- To be done
Find every line in the listing below that contains the word "white", and copy each of those lines in full.

- - - - - - -

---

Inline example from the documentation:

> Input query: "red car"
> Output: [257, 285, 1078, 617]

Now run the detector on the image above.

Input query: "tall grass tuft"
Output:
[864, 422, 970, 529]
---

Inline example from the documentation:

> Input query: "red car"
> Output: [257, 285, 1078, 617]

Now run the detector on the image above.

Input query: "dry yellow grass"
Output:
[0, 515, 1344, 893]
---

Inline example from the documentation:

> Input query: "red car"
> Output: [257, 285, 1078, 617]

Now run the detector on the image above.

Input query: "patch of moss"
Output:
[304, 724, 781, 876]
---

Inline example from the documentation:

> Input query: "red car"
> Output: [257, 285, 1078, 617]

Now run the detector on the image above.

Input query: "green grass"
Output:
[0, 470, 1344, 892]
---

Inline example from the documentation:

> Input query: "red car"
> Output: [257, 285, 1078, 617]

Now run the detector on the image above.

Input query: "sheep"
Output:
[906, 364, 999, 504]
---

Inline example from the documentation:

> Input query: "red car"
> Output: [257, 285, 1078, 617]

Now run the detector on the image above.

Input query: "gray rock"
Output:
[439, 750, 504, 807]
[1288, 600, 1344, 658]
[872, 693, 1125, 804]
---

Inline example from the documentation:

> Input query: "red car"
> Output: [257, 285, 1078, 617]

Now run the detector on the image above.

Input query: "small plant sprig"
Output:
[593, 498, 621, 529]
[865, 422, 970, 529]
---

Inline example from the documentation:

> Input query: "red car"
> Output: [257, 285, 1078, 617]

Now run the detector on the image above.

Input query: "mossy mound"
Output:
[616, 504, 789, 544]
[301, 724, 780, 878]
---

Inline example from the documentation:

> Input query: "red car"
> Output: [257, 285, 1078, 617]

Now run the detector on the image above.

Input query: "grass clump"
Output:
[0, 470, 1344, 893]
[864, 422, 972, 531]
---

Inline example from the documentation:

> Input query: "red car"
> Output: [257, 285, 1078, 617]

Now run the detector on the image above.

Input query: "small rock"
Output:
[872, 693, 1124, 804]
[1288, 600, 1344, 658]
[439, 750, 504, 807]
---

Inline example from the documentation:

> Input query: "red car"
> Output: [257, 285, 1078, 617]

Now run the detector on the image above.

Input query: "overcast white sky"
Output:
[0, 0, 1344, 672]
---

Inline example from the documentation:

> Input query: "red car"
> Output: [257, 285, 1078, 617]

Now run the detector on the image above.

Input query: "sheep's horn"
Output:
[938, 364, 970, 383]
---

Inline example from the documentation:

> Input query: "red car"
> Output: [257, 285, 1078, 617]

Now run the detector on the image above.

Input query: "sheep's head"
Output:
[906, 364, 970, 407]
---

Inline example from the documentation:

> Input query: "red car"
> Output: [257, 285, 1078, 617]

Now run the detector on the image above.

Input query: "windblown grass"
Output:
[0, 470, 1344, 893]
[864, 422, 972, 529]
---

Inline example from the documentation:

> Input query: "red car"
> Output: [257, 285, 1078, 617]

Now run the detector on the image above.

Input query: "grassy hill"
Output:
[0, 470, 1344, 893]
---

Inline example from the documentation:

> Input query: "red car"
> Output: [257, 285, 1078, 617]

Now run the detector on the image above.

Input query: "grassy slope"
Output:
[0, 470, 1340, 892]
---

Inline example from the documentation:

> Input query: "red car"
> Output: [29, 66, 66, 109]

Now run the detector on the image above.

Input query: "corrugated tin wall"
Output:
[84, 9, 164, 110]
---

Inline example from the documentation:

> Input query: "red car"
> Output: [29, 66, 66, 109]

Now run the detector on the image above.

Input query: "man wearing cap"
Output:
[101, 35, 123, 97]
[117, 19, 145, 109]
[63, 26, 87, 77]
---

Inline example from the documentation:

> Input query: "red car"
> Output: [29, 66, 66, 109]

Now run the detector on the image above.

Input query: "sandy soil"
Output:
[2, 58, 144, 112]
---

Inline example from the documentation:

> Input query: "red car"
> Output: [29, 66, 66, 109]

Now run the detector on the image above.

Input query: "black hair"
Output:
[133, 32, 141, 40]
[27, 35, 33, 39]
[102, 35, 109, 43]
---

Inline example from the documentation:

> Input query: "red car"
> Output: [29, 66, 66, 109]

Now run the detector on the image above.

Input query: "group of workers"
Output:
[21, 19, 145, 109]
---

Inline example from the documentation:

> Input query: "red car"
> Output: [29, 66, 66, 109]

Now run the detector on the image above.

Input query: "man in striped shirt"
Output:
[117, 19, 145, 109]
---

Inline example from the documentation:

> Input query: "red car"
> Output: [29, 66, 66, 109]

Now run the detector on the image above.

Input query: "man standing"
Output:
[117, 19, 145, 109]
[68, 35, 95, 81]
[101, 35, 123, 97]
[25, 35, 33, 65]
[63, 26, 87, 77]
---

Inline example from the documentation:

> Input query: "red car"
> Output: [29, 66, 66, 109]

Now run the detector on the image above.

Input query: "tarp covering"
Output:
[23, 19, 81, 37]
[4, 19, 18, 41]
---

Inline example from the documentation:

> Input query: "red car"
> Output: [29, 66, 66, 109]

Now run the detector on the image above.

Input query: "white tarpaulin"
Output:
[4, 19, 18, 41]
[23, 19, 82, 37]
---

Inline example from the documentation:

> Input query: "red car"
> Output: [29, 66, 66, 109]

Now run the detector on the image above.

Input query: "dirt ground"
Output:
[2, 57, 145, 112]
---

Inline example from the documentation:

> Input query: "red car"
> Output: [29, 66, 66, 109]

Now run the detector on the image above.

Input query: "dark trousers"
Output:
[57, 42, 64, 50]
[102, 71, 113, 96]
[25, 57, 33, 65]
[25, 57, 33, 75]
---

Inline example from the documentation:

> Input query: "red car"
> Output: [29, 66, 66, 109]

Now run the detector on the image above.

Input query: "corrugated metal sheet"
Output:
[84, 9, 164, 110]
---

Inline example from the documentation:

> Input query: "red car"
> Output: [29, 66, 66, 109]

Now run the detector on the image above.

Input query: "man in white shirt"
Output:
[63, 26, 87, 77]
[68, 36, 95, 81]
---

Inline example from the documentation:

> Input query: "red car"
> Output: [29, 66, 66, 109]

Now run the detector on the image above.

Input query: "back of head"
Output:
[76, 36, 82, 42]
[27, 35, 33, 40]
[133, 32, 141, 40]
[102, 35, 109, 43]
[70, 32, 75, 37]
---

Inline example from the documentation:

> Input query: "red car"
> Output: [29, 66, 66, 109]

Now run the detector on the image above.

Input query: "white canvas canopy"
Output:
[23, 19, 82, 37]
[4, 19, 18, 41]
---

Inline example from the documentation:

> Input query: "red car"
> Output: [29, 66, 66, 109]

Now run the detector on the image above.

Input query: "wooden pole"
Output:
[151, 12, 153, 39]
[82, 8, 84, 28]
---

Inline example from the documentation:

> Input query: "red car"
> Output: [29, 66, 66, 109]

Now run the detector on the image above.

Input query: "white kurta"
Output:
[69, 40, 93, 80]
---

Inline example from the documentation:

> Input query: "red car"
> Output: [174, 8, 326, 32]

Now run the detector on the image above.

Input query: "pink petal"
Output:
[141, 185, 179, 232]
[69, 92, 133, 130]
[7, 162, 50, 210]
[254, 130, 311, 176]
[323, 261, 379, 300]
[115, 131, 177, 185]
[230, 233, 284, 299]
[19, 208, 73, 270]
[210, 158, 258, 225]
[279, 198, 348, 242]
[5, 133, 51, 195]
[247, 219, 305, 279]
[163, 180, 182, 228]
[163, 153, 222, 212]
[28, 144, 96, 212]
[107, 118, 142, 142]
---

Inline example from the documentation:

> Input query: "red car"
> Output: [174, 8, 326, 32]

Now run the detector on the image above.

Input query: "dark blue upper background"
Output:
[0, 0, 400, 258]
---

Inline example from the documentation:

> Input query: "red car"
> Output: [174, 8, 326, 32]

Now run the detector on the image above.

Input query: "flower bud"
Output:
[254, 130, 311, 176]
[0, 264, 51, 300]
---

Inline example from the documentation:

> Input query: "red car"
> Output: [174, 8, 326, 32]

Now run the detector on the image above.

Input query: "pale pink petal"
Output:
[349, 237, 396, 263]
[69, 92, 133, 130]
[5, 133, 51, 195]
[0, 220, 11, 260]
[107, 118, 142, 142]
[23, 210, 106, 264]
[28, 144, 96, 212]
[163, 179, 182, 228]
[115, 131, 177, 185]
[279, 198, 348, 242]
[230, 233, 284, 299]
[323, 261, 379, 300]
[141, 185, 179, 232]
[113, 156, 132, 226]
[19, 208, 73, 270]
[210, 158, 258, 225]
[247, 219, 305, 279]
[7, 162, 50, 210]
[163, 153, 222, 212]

- - - - - - -

- Exercise output
Input query: "overcast white sky"
Input query: "white tarpaulin"
Input query: "man in white shirt"
Input query: "white canvas canopy"
Input query: "white kurta"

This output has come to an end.